### The problem
Reproduce each of the rows below word for word.

### Extracted records
· · ·
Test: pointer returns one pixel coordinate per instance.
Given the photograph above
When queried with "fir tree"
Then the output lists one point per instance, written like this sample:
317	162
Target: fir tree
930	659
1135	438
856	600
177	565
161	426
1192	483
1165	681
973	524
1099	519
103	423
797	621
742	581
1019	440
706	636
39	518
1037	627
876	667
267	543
· · ·
### Answer below
Test: pointer returns one pixel coordinate per instance.
Given the photograph above
When queried with "fir tree"
Then the output lists one point per instance, written like this sample:
317	162
Target: fir tree
930	659
1135	438
856	600
177	565
161	426
1192	483
1165	681
973	524
1099	519
103	423
797	621
742	581
1019	440
706	636
39	518
1037	627
876	667
267	543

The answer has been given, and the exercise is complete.